### Aim of the task
Lift every line from the entries that includes the word "rope".

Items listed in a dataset

---+---

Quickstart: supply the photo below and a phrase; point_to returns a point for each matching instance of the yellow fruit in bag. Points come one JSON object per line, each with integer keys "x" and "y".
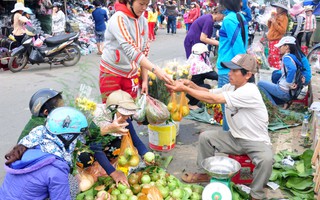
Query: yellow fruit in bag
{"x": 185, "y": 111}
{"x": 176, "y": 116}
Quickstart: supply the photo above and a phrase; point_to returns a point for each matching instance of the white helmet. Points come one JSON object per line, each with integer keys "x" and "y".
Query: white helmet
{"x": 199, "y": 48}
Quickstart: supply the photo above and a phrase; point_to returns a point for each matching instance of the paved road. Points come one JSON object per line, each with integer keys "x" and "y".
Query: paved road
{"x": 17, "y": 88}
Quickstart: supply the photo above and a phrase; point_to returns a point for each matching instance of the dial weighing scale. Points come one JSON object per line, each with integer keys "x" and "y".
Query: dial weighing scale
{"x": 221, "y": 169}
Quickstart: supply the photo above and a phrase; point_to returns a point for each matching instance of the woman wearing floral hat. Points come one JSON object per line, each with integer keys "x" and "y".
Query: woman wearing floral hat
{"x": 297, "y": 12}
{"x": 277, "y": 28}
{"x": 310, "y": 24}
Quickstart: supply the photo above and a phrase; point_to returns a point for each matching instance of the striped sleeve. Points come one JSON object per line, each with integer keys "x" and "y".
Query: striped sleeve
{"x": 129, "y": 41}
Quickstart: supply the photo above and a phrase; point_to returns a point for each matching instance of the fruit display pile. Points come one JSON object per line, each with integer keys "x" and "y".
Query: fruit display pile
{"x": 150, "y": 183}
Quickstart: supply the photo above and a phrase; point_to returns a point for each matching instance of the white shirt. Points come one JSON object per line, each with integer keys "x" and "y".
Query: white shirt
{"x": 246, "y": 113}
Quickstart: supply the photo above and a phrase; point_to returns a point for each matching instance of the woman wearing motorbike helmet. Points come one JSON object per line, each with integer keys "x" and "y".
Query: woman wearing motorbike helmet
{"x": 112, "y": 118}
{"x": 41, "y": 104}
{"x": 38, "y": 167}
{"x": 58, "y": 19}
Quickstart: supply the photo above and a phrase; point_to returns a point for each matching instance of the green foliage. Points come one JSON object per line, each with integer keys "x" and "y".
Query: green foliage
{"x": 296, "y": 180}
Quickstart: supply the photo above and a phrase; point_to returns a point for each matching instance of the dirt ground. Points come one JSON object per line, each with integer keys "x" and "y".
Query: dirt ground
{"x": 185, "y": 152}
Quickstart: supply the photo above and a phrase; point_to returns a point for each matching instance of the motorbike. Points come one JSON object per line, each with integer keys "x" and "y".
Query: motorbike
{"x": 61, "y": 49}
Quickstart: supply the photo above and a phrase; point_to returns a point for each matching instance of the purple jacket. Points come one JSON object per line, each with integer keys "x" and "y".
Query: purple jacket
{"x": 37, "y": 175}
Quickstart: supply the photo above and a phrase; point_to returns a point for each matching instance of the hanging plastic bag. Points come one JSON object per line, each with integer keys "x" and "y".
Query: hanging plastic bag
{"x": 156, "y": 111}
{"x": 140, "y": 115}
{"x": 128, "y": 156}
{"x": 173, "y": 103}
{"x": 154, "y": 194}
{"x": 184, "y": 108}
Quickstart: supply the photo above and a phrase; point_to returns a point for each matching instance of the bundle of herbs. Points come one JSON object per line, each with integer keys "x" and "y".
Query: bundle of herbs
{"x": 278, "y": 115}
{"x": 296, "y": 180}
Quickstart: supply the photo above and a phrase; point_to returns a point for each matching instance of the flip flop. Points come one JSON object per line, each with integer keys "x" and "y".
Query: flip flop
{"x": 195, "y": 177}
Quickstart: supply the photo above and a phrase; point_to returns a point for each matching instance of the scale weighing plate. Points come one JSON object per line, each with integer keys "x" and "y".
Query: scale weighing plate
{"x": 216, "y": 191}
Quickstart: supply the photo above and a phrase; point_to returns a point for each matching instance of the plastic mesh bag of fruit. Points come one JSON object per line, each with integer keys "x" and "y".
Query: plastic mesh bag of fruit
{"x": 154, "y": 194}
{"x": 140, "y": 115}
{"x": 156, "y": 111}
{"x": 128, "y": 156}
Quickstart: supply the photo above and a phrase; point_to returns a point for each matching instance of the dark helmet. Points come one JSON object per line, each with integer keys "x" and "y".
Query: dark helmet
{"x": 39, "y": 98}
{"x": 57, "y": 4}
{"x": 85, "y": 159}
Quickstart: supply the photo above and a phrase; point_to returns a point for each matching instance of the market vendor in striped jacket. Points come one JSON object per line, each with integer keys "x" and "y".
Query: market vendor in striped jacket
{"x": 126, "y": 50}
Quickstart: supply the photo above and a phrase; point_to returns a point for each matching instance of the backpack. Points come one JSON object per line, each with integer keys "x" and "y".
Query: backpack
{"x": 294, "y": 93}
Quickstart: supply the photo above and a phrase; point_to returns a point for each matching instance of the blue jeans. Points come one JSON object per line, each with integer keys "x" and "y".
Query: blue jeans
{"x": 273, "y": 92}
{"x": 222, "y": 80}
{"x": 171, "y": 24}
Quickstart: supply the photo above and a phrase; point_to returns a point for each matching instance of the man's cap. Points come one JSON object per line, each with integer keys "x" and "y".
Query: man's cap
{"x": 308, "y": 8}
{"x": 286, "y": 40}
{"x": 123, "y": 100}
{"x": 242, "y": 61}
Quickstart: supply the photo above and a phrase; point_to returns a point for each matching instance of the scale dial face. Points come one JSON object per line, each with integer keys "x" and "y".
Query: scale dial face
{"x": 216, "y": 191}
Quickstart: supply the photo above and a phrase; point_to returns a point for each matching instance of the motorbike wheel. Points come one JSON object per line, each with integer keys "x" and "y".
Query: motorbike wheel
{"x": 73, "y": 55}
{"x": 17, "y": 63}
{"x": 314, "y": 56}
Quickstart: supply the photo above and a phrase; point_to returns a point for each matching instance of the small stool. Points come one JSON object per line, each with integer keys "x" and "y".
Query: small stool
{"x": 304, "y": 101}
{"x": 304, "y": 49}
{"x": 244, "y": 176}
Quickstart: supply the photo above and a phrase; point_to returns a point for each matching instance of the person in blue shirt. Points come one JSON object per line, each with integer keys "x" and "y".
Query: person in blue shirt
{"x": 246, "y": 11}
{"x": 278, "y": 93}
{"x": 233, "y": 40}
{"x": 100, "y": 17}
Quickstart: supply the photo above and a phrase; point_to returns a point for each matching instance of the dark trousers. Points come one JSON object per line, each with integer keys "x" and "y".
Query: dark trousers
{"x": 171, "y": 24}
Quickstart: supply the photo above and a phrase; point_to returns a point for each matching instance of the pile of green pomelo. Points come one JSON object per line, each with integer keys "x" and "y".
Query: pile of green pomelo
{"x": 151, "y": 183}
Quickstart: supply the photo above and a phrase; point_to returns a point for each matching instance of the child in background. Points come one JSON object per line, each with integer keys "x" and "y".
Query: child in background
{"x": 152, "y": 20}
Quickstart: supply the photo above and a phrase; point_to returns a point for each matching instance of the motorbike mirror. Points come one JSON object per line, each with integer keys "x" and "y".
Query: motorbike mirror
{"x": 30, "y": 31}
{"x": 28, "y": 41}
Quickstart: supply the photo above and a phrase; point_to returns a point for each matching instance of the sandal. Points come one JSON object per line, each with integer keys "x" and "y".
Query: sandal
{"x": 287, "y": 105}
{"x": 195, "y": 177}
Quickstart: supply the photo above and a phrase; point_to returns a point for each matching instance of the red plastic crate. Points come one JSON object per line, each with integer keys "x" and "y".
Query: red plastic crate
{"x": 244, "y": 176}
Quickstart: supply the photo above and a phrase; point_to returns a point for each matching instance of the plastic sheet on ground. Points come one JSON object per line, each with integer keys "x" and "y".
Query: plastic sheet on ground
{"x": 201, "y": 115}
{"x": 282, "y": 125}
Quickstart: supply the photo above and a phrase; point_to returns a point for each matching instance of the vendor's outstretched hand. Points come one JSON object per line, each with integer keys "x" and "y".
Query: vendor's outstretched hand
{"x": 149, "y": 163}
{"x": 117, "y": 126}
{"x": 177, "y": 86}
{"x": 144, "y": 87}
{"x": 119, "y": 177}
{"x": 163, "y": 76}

---+---

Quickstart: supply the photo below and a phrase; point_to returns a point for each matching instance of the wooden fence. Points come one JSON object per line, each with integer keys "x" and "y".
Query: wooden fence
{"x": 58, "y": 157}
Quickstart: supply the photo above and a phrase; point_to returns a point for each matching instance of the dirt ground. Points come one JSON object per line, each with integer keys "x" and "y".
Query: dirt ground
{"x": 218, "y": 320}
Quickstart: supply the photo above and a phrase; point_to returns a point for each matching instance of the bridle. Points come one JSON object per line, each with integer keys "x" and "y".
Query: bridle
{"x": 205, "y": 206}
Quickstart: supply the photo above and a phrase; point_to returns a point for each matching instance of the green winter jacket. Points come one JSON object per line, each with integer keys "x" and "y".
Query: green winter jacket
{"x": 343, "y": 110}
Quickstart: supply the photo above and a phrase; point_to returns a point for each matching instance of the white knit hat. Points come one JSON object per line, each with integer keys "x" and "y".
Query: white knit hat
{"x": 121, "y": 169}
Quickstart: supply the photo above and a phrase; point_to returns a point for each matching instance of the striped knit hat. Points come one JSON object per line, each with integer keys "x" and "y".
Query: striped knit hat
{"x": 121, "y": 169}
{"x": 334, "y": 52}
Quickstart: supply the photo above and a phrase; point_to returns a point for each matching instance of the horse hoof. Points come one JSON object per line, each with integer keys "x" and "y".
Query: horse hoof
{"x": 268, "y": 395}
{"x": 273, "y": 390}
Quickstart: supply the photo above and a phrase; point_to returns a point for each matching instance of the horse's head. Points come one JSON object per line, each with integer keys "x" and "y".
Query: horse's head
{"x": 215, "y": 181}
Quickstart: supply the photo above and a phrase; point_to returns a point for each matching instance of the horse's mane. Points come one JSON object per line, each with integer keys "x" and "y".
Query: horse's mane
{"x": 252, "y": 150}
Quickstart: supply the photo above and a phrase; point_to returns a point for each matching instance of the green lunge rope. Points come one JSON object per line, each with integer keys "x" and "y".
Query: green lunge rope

---+---

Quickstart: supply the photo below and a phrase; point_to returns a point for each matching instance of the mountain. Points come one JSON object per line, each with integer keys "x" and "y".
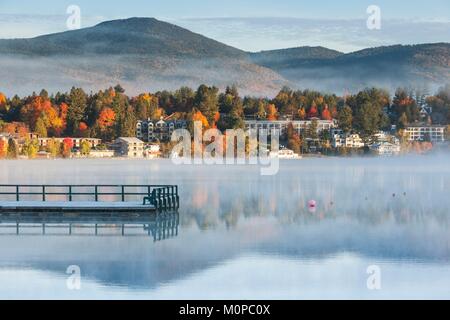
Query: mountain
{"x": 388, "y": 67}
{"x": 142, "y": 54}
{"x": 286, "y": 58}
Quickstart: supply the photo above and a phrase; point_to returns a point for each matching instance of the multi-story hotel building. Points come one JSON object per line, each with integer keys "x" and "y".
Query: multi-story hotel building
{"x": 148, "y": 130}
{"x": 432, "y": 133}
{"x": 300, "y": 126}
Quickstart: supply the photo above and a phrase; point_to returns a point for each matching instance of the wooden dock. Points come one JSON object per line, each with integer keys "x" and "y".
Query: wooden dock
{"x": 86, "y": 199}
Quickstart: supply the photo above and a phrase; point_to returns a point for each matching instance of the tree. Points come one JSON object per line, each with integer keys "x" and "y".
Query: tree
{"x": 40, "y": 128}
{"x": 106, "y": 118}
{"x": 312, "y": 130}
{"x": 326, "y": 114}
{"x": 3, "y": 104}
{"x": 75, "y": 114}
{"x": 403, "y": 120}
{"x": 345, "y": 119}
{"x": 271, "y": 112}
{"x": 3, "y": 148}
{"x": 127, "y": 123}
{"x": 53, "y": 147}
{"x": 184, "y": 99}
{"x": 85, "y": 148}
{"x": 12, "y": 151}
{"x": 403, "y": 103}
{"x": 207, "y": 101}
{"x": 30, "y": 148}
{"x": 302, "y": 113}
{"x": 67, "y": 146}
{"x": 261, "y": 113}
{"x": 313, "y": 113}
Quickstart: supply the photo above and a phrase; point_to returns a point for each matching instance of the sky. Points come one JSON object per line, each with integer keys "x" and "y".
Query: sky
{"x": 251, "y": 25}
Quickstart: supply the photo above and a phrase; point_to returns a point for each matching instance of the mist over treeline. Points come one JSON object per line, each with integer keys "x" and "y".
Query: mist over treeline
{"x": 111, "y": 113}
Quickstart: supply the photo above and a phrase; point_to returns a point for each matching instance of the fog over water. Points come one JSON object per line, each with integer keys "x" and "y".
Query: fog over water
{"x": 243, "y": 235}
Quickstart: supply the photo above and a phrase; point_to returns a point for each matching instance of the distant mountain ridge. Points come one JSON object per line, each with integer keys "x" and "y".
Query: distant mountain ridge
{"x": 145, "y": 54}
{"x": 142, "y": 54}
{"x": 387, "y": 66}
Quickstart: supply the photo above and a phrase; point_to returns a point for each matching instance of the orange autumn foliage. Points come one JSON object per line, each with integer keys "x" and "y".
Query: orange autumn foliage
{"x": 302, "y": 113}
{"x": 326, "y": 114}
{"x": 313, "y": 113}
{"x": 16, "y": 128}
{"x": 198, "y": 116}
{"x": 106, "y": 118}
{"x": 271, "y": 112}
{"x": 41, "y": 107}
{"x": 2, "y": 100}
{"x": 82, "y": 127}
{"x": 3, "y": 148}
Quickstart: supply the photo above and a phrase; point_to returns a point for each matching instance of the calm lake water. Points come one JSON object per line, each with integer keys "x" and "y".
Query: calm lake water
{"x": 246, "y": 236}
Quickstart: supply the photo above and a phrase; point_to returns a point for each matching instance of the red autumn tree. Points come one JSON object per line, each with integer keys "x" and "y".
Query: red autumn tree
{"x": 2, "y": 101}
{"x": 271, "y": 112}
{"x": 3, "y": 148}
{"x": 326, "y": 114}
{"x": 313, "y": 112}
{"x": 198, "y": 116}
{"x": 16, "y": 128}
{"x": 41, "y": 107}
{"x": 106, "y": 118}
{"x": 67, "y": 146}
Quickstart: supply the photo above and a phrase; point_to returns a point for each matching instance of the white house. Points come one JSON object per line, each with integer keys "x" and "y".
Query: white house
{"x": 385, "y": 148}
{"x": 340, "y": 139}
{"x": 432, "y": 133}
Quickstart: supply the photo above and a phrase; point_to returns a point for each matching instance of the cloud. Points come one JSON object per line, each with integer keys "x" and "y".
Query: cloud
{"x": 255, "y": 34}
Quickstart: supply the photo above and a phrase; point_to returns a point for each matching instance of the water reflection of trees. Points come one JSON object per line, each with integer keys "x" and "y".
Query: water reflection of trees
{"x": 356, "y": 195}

---+---

### Answer section
Quickstart: supply the photo above and a phrase; point_to returns a point for each matching instance of the green lunge rope. Points come one JSON object per line, each with integer keys "x" and "y".
Query: green lunge rope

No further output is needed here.